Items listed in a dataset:
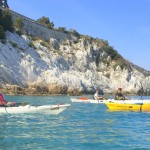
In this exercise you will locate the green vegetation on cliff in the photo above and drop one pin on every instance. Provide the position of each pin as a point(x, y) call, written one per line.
point(5, 22)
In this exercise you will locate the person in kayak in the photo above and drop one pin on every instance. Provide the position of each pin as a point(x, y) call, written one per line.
point(3, 102)
point(97, 96)
point(120, 96)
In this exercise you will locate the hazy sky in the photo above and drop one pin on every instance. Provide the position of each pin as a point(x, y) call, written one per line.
point(124, 23)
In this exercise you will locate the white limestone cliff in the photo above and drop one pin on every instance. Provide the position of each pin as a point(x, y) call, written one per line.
point(63, 66)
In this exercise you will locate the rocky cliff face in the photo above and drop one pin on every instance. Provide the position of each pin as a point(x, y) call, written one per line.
point(51, 62)
point(68, 66)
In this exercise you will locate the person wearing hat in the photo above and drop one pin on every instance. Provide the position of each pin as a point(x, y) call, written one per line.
point(119, 95)
point(97, 96)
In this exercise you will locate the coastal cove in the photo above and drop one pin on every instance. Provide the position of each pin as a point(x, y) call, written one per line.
point(82, 126)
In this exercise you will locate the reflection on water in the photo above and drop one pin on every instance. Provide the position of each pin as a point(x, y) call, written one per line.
point(82, 126)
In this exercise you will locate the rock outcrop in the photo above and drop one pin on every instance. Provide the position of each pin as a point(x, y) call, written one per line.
point(57, 63)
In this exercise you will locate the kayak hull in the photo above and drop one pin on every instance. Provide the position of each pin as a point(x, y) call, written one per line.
point(130, 107)
point(52, 109)
point(132, 101)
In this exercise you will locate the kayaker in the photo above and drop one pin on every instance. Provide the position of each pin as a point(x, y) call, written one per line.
point(119, 95)
point(3, 102)
point(97, 96)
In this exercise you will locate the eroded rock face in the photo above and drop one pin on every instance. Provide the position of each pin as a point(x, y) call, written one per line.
point(64, 67)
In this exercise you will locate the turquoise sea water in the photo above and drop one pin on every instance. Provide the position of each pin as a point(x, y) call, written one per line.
point(81, 127)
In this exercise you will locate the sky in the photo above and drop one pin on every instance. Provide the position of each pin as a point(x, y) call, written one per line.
point(125, 24)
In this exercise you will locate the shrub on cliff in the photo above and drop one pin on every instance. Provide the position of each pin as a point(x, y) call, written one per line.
point(45, 21)
point(2, 32)
point(111, 52)
point(18, 24)
point(6, 20)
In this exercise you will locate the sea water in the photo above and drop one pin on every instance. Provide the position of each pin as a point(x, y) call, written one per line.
point(83, 126)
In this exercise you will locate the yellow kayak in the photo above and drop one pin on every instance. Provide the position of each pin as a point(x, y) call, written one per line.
point(133, 107)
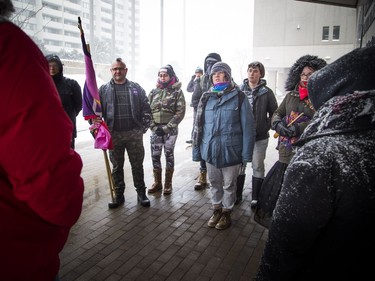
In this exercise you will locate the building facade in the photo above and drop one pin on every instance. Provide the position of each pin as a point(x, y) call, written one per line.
point(298, 28)
point(111, 27)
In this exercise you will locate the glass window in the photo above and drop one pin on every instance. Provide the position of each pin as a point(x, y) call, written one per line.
point(336, 32)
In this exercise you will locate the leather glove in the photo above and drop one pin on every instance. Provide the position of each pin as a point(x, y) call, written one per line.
point(282, 130)
point(159, 131)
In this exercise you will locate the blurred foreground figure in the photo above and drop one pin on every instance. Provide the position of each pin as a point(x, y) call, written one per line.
point(41, 190)
point(323, 226)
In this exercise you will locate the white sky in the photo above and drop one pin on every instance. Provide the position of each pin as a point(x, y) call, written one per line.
point(220, 26)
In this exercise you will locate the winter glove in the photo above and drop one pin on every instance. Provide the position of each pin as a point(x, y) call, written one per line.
point(282, 130)
point(159, 131)
point(295, 130)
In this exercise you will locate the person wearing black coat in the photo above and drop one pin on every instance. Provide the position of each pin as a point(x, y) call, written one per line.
point(323, 226)
point(69, 91)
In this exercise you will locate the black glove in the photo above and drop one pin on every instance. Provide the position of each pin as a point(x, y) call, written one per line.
point(282, 130)
point(295, 130)
point(159, 132)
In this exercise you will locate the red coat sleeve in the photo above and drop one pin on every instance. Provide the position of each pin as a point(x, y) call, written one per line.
point(35, 132)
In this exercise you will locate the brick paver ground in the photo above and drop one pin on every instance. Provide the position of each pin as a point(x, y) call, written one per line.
point(169, 240)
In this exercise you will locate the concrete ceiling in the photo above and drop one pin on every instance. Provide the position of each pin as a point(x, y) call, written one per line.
point(343, 3)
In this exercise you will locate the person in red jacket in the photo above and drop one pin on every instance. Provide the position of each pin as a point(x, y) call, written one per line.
point(41, 190)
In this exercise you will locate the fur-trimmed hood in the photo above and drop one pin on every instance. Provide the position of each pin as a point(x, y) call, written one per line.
point(354, 71)
point(295, 71)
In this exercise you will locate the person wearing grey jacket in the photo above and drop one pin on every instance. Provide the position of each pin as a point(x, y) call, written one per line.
point(224, 136)
point(263, 103)
point(128, 115)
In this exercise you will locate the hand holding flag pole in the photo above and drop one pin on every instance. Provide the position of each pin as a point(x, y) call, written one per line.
point(91, 109)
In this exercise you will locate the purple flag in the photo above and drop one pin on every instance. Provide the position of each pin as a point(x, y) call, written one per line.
point(91, 106)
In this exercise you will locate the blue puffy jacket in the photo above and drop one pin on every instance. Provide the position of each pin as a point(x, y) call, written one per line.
point(228, 130)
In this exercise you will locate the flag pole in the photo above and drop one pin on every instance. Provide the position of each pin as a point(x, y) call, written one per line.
point(113, 203)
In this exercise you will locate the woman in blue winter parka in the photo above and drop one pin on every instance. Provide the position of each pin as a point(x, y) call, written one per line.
point(224, 136)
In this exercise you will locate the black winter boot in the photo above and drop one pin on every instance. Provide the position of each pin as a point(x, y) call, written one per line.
point(142, 198)
point(257, 183)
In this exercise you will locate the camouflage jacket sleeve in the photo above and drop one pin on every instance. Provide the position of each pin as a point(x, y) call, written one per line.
point(180, 108)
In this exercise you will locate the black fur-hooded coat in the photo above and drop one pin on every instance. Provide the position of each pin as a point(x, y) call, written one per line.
point(323, 226)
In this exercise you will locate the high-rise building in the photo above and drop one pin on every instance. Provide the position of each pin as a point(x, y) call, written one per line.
point(111, 26)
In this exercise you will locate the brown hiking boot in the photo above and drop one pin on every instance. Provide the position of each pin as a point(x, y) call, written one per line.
point(214, 218)
point(225, 221)
point(157, 185)
point(202, 181)
point(168, 181)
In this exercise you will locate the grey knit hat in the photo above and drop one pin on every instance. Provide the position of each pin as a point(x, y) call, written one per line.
point(221, 66)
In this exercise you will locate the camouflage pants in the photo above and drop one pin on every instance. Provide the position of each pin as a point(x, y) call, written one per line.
point(132, 142)
point(167, 141)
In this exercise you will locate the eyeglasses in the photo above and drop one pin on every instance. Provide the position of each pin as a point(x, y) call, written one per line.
point(118, 69)
point(307, 75)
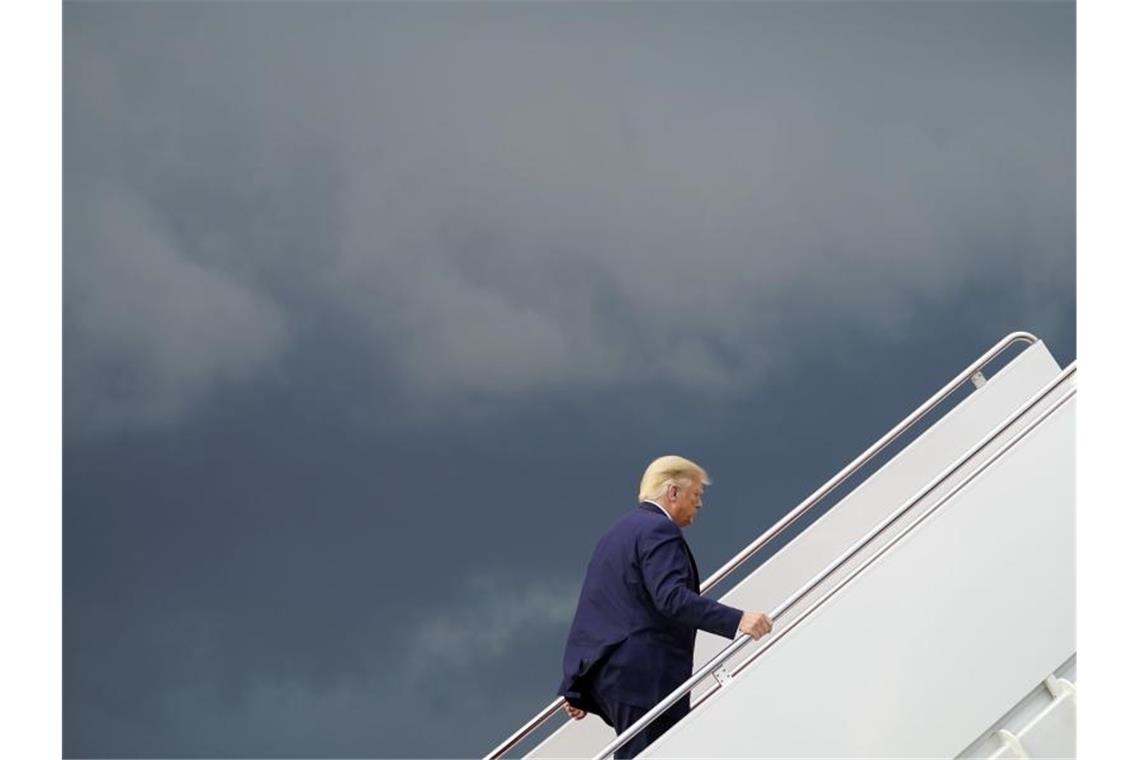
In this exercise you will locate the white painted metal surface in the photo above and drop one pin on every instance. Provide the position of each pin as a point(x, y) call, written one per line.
point(918, 656)
point(852, 517)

> ABOUT THIS EXERCISE
Each line of the records is to be reproduced exactly, and each picture dropped.

> ANSWER TO THIS EXERCISE
In this exercise you will locate the green vegetation on cliff in the photo above and drop one pin on every instance. Provide the position of each pin as a point(x, y) call, written one per line.
point(5, 22)
In this exercise you will locate the person in kayak in the photo above and drop one pin on every instance. Provide the position of each pin as a point(x, y) call, written one per line.
point(3, 102)
point(97, 96)
point(120, 96)
In this exercise you will locate the hazy sky in the photo above and drop one pin on every instance. Provide the position of each pin as a point(x, y) call, written one per line.
point(124, 23)
In this exercise you will locate the white limestone cliff in the photo above and drop one pin on every instance. Provide the position of each pin as a point(x, y) call, written one per line.
point(63, 66)
In this exercise you will locate the rocky cliff face in the photo above and drop one pin on every instance. Provide the position of each pin as a point(x, y) call, written one per line.
point(51, 62)
point(68, 66)
In this exercise you will locate the person wearing hat in the photo above and drop one pin on every instance. Provide the position of each pin as a point(x, y) call, written one per line.
point(119, 95)
point(97, 96)
In this exercise you will locate the coastal cove in the photo above and drop one pin on every instance. Provide the position of each pin as a point(x, y) call, written one per line.
point(82, 126)
In this exercise you will locate the reflection on water in the photo above and drop one pin on every instance. Provide the position of each pin as a point(x, y) call, written one per line.
point(82, 126)
In this exercise you will locate the rock outcrop in the photo above and drop one pin on every instance. Provide the position of each pin as a point(x, y) call, written one per line.
point(57, 63)
In this exercise you will locate the kayak hull in the photo above and drop one pin on every instance. Provide the position of each pin as a point(x, y) call, written one per line.
point(130, 107)
point(52, 109)
point(132, 101)
In this exercise you will locate the kayaker in the photo above and drop one pin on every instance. Provide the position of each pin as a point(x, y) call, written one per line.
point(119, 95)
point(3, 102)
point(97, 96)
In this exercise you will locate the eroded rock face in the photo above and drop one pin on every instance. Provide the position of each pin as a point(x, y) call, written one per line.
point(64, 67)
In this exercise you will locate the turquoise sea water in the photo above and drop one pin on every instance. Provide the position of each pin as a point(x, y) call, written one per line.
point(81, 127)
In this exercise you will locate the sky in the photo above and drop one pin on every instance. Provide the position of each pin as a point(x, y) call, written one per line.
point(125, 24)
In this exercise you will locate the shrub on cliff in the photo above and drop one pin on every instance. Provide the position of each pin as a point(x, y) call, written one per line.
point(45, 21)
point(2, 32)
point(111, 52)
point(18, 24)
point(6, 20)
In this exercise you will locate the sea water in the photo above and drop one pin on every instance. Provide the position of each pin as a point(x, y) call, written one per line.
point(83, 126)
In this exercise you will locate the yellow kayak in the photo above and drop one pin on every instance. Provide the position of each pin as a point(x, y) call, written one per line.
point(133, 107)
In this exercise you will locate the building facade in the photo above and drop one pin on every instance. Provide the position of each pin as a point(x, y) call, written one per line.
point(298, 28)
point(111, 27)
In this exercise you will locate the glass window in the photo above and drop one pin on every instance. Provide the position of each pin as a point(x, y) call, written one per line.
point(336, 32)
In this exercise you will locate the leather glove in the photo above and drop one pin on every instance. Provide the position of each pin as a point(x, y) call, written one per line.
point(282, 130)
point(159, 131)
In this exercise you will locate the blurred foreground figure in the photo above and drop one pin on every instance. Provide the position of each pin as a point(x, y) call, written one per line.
point(41, 190)
point(323, 226)
In this exercise you will locate the white sky in the photo above and drop one pin on every instance. Provide the position of each pin as a point(x, y) call, written one per line.
point(220, 26)
In this exercise you will locate the winter glove in the photo above and drop one pin on every instance. Provide the position of each pin as a point(x, y) call, written one per line.
point(282, 130)
point(159, 131)
point(295, 130)
In this exercise you will locate the person wearing black coat in the photo above and drop one pin on every instance. Provide the position of each pin as a point(x, y) call, written one per line.
point(323, 226)
point(69, 91)
In this exercise you will locate the black glove in the photo above and drop one pin on every instance. Provide the position of each pin as a point(x, y) call, written one per line.
point(282, 130)
point(295, 130)
point(159, 132)
In this exercise you will locate the red coat sleeve in the photo above and drop one pin on every instance. Provide the position of each pin as a point(x, y) call, written one per line.
point(35, 132)
In this exercise you will locate the brick paver ground in the photo above and drop one pin on every instance. Provide the position of each pin as a point(x, y) call, written one per line.
point(169, 240)
In this exercise you will locate the concrete ceiling in the photo above and drop one pin on every instance. Provide the position of each pin as a point(x, y) call, written one per line.
point(343, 3)
In this exercise you will locate the person in red jacket in the photo above and drop one pin on every instance. Provide the position of each pin as a point(x, y) call, written one per line.
point(41, 190)
In this exercise you will locate the fur-trimmed hood in the photo above and drop one pin on every instance. Provide the position of each pin as a point(x, y) call, written one per line.
point(354, 71)
point(295, 71)
In this exercise you will locate the person wearing grey jacket in the photo above and drop one pin on every instance. Provide the position of each pin as a point(x, y) call, written one per line.
point(224, 136)
point(263, 103)
point(128, 115)
In this exercise you will locate the hand holding flag pole in the photo above and drop one pin on every instance. Provide the position of each pin as a point(x, y) call, written one per line.
point(91, 109)
In this exercise you will locate the purple flag in the photo above and drop one pin on every instance. Provide the position of each pin as a point(x, y) call, written one per line.
point(91, 106)
In this exercise you will locate the blue puffy jacket in the photo above and drop one pin on every instance. Provide the position of each pin as a point(x, y) call, written one per line.
point(228, 130)
In this exercise you will locate the flag pole in the photo above and drop one pin on every instance. Provide the position of each pin as a point(x, y) call, written one per line.
point(113, 203)
In this exercise you will locate the woman in blue winter parka in the photo above and drop one pin on every instance. Provide the position of each pin as a point(x, y) call, written one per line.
point(224, 136)
In this exercise you will locate the black winter boot in the photo above and drop one pin on every instance. Provide the position of each pin as a point(x, y) call, written one per line.
point(142, 198)
point(257, 183)
In this exercise you will locate the camouflage jacket sleeve in the photo above and drop one pin on every instance. Provide the position of each pin as a point(x, y) call, written one per line.
point(180, 108)
In this exercise you will locate the black fur-hooded coat in the photo above and drop one pin on every instance. Provide the position of each pin as a point(x, y) call, written one per line.
point(323, 226)
In this exercise you will locate the high-rise building in the photo above and drop one pin on every instance. Provide the position of each pin as a point(x, y) call, written one per line.
point(111, 26)
In this exercise you will locate the brown hiking boot in the photo above and drop one pin on every instance. Provide the position of each pin as a point(x, y) call, written one per line.
point(214, 218)
point(225, 221)
point(157, 185)
point(202, 181)
point(168, 181)
In this exercise you will locate the grey knit hat in the photo above and drop one pin on every instance. Provide the position of each pin as a point(x, y) call, written one per line.
point(221, 66)
In this exercise you will locate the camouflage pants in the photo above and drop one pin on every instance. Provide the position of each pin as a point(x, y) call, written one per line.
point(132, 142)
point(167, 141)
In this exercise you will locate the eyeglasses in the photo above and drop one pin on every instance. Provide the position of each pin as a point(x, y) call, written one per line.
point(118, 69)
point(307, 75)
In this exercise you will locate the white painted metal surface in the photo above and drop one pin on every instance. Provide the position of each pin as a point(x, y) call, written one per line.
point(918, 656)
point(852, 517)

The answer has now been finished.